REQUIRED TASK 1. Reproduce the stretch of the Bitcoin thread from "Bitcoin is not" through "discussion.", word for word.

SOURCE PASSAGE.
Bitcoin is not a good consumer product - starfire
http://lucumr.pocoo.org/2015/4/13/bitcoin-and-cryptocurrencies/

======
kanzure
Hmm, calling bitcoin slow is a little strange. Are you talking about
confirmations, where other networks take 100s of days? But since it's "not a
technical post", I wonder whether technical knowledge is invited to his
discussion.

Whether confirmations happen instantly (violating physical speed of light
constraints imposed by reality) or take minutes or even months (ahem, Visa
etc), does not seem to play any important role into whether something is fit
for a consumer product. I'll give an example: even in the case of Visa's
network, consumers are somewhat isolated from the long confirmation delays,
and the costs imposed by confirmation delays are shoveled on to the merchants
anyway. This is not because a centralized system like Visa requires that
design, but rather because they made those choices when providing a product to
merchants and consumers. Likewise, others have made similar products with
bitcoin. That bitcoin confirmation delays are shorter has no bearing on
whether a business can hold funds for 80000 days or whatever you want. This
has little to do with suitability for productization. But perhaps this point
is too nuanced for "a post that isn't technical".

My own opinion is that I don't really mind whether consumers are "directly"
using bitcoin or not. I mean, I certainly don't care if they are manually
bitbanging out their own bitcoin transactions or clicking buttons telling
software to make transactions. That's a really trivial detail in the scheme of
things....

As for being "completely incapable of handling transactions on the volume of
the banking system itself", you mention settlement but I don't think you go
far enough. Please, tell me the "correct" number of transactions for a
civilization such as ours would create daily during normal activity. What is
the "right" number and how should it be decided? Should the system exclude the
transactions from someone making 100 trillion transactions per minute? What
about 1 quadrillion per day? I suspect that this is an unanswerable, totally
boring question. Instead, transactions should be based on batching and
settlement, which is where the ideas for payment channels is coming from.
There's also some recent talk on these lines called "lightning network". More
broadly, see
[http://sourceforge.net/p/bitcoin/mailman/message/33405247/](http://sourceforge.net/p/bitcoin/mailman/message/33405247/)

RECORDS FOR PROCESSING.
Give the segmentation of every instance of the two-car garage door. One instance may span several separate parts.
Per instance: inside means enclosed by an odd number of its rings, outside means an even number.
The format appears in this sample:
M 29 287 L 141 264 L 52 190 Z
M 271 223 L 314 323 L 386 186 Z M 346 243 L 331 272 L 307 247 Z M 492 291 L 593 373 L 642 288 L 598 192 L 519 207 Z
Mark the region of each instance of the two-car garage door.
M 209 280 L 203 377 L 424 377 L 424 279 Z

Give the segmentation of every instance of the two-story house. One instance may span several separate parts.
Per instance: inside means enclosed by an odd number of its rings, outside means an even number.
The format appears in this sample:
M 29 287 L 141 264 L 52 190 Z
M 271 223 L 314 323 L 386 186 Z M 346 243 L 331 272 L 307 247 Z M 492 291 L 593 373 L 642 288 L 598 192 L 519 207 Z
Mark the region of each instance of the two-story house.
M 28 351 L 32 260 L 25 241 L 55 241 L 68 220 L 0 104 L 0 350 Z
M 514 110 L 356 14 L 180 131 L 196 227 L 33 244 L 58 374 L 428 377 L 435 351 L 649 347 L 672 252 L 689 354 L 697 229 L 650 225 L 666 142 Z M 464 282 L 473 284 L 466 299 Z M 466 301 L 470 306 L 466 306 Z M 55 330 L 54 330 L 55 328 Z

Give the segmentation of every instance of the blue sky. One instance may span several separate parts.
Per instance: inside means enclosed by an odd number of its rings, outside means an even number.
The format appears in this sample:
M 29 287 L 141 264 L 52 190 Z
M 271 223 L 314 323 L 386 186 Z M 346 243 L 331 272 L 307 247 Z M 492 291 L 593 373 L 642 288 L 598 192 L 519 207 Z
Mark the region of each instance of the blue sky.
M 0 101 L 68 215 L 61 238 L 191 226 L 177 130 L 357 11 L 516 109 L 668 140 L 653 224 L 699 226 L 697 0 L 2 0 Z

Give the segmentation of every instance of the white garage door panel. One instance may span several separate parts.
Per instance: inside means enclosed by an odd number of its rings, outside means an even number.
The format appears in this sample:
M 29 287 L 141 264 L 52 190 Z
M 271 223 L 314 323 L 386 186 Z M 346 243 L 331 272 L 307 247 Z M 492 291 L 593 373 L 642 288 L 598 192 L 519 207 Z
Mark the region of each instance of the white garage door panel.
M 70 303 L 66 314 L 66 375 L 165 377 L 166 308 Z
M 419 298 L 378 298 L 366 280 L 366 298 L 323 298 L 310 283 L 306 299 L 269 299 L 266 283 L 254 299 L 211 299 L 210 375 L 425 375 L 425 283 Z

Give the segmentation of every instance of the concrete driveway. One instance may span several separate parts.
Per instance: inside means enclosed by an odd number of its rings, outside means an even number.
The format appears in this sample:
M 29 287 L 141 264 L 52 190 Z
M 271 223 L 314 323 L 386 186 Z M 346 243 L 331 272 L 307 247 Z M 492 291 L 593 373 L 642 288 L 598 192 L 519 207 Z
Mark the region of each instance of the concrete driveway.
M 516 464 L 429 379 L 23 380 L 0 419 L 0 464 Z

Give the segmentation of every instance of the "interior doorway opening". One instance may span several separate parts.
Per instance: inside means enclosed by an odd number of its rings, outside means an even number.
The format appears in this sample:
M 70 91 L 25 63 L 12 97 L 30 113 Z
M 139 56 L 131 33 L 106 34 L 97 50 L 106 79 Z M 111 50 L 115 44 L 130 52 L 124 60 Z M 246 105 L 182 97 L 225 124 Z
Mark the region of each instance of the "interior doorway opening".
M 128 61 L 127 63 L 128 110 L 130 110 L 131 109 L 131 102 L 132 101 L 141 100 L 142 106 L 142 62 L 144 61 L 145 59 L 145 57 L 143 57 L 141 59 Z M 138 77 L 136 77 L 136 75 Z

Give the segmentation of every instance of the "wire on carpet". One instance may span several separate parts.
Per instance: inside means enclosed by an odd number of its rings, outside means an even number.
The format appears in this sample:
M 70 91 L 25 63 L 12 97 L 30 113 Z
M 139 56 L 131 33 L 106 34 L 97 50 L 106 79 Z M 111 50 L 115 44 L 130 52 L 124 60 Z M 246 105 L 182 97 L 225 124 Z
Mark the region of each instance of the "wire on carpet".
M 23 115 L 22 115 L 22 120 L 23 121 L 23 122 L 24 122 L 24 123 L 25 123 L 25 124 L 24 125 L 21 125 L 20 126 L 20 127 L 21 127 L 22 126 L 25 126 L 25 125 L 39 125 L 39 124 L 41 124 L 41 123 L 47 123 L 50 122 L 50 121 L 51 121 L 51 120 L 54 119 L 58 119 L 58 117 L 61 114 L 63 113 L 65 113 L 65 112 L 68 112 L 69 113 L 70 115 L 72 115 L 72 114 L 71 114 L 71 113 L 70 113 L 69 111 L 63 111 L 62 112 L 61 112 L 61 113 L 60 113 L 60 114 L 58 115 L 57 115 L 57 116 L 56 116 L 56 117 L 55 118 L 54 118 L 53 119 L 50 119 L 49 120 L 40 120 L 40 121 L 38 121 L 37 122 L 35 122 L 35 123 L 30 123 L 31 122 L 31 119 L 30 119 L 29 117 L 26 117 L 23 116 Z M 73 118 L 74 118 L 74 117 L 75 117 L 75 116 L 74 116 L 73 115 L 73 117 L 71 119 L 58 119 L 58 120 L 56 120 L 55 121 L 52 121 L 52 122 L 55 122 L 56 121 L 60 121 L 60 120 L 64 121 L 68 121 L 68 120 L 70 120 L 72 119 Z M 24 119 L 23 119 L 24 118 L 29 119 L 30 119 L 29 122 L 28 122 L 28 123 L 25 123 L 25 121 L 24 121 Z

REQUIRED TASK 2. Write out the records verbatim, from their very start through the line containing "M 514 110 L".

RESULT 1.
Bitcoin is not a good consumer product - starfire
http://lucumr.pocoo.org/2015/4/13/bitcoin-and-cryptocurrencies/

======
kanzure
Hmm, calling bitcoin slow is a little strange. Are you talking about
confirmations, where other networks take 100s of days? But since it's "not a
technical post", I wonder whether technical knowledge is invited to his
discussion.

RESULT 2.
Give the segmentation of every instance of the two-car garage door. One instance may span several separate parts.
Per instance: inside means enclosed by an odd number of its rings, outside means an even number.
The format appears in this sample:
M 29 287 L 141 264 L 52 190 Z
M 271 223 L 314 323 L 386 186 Z M 346 243 L 331 272 L 307 247 Z M 492 291 L 593 373 L 642 288 L 598 192 L 519 207 Z
Mark the region of each instance of the two-car garage door.
M 209 280 L 203 377 L 424 377 L 424 279 Z

Give the segmentation of every instance of the two-story house. One instance may span several separate parts.
Per instance: inside means enclosed by an odd number of its rings, outside means an even number.
The format appears in this sample:
M 29 287 L 141 264 L 52 190 Z
M 271 223 L 314 323 L 386 186 Z M 346 243 L 331 272 L 307 247 Z M 492 291 L 593 373 L 642 288 L 598 192 L 519 207 Z
Mark the region of each instance of the two-story house.
M 28 351 L 32 260 L 25 241 L 55 241 L 68 220 L 0 104 L 0 350 Z
M 514 110 L 356 14 L 180 131 L 196 227 L 33 244 L 58 374 L 428 377 L 435 351 L 649 347 L 672 252 L 689 354 L 697 229 L 650 225 L 666 142 Z M 464 282 L 473 284 L 466 299 Z M 466 301 L 470 306 L 466 306 Z M 55 330 L 54 330 L 55 328 Z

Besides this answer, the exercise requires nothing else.